(Items from a data source)
◆ ◆ ◆

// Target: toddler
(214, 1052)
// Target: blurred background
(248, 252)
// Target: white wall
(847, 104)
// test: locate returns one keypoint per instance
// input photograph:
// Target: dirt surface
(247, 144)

◆ ◆ ◆

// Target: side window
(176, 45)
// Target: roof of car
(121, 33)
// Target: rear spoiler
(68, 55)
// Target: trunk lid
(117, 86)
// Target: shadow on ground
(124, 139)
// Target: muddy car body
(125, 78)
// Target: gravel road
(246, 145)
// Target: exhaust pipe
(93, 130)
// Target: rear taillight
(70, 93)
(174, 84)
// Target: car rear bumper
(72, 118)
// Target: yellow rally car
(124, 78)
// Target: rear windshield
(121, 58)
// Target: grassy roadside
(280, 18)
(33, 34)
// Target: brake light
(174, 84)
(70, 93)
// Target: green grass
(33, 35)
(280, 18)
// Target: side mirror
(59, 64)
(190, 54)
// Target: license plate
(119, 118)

◆ ◆ ◆

* Required task
List every line in the records that contains the word "rear", copying each line in full.

* Solution to this problem
// Target: rear spoiler
// Target: rear taillight
// Target: car rear bumper
// Target: rear windshield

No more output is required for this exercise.